→ **PROBLEM TO SOLVE**: Match on the string "surface" in the entries below and return every matching line.
"""
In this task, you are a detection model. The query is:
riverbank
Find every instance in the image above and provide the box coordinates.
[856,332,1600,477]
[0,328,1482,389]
"""
"""
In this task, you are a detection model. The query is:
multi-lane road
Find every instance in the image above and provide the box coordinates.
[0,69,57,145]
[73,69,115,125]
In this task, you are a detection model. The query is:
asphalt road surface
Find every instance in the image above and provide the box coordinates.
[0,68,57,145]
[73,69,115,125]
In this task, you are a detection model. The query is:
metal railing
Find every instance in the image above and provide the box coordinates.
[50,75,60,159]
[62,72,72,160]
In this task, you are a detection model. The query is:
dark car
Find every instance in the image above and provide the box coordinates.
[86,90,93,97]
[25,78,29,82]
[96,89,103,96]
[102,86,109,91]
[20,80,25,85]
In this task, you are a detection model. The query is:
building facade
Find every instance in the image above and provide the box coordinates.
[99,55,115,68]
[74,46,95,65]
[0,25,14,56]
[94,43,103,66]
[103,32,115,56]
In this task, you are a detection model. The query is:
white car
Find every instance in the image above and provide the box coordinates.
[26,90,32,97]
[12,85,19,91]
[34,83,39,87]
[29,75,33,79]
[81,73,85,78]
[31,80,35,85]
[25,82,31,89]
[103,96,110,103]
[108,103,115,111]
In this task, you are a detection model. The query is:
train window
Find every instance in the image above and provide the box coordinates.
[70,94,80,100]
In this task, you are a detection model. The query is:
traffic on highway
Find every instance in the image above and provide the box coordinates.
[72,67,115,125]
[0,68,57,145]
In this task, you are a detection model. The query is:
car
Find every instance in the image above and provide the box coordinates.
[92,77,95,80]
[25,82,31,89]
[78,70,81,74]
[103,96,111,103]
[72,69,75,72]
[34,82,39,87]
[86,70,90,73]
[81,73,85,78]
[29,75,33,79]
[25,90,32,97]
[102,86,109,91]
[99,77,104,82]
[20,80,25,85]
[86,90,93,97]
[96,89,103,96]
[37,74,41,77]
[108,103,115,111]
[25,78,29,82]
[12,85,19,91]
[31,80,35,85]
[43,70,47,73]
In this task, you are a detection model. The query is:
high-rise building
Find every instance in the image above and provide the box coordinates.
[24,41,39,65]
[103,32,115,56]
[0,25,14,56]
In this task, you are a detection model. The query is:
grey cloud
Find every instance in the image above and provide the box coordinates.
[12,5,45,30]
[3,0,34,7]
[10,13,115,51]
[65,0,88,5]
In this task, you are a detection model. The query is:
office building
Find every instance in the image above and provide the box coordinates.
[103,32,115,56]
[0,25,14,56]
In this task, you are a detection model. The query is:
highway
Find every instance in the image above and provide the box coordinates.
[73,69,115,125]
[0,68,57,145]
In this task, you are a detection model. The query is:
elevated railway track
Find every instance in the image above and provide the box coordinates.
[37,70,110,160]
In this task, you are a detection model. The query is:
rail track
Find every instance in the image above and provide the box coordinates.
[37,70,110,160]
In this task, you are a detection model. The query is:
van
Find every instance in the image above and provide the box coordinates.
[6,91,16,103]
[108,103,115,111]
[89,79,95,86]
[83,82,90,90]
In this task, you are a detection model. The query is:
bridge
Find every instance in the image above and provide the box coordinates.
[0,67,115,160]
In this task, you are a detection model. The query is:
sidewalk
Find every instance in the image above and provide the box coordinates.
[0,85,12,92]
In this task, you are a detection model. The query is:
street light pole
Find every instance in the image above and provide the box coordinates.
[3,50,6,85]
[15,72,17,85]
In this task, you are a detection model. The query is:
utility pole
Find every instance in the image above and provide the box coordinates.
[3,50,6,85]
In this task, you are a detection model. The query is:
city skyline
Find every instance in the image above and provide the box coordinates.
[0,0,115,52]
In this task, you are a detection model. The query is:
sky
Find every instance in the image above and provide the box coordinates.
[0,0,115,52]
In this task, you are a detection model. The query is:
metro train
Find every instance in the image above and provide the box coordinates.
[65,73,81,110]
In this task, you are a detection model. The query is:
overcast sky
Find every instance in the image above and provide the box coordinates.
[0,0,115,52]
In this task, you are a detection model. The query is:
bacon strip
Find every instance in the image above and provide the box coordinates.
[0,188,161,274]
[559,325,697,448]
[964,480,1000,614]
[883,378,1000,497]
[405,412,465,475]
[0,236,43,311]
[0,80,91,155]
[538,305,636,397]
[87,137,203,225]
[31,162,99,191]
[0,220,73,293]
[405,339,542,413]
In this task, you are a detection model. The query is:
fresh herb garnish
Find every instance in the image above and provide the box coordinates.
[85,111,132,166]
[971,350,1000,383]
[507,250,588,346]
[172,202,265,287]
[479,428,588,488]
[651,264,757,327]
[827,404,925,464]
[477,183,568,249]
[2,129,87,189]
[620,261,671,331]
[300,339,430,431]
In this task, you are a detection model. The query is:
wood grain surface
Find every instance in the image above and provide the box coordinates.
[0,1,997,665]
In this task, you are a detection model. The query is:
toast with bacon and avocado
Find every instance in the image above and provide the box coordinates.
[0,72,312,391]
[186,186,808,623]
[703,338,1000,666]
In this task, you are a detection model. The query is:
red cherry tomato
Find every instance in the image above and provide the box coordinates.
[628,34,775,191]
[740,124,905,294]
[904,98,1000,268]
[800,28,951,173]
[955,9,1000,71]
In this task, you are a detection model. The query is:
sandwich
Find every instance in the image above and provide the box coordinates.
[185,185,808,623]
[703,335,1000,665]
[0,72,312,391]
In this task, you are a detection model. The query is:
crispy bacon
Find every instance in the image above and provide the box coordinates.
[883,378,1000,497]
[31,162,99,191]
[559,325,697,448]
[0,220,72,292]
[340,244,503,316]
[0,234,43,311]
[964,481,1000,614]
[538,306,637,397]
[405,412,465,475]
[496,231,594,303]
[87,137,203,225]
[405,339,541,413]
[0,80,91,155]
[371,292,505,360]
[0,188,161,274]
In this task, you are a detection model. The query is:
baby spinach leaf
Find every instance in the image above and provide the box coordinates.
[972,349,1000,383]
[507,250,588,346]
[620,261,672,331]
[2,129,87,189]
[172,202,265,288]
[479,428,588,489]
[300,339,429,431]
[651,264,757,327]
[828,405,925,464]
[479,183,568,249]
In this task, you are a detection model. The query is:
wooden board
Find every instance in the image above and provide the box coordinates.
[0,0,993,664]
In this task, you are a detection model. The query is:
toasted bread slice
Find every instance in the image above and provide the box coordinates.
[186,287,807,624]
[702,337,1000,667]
"""
→ **OUTPUT FOR THIS EXERCISE**:
asphalt road surface
wood grain surface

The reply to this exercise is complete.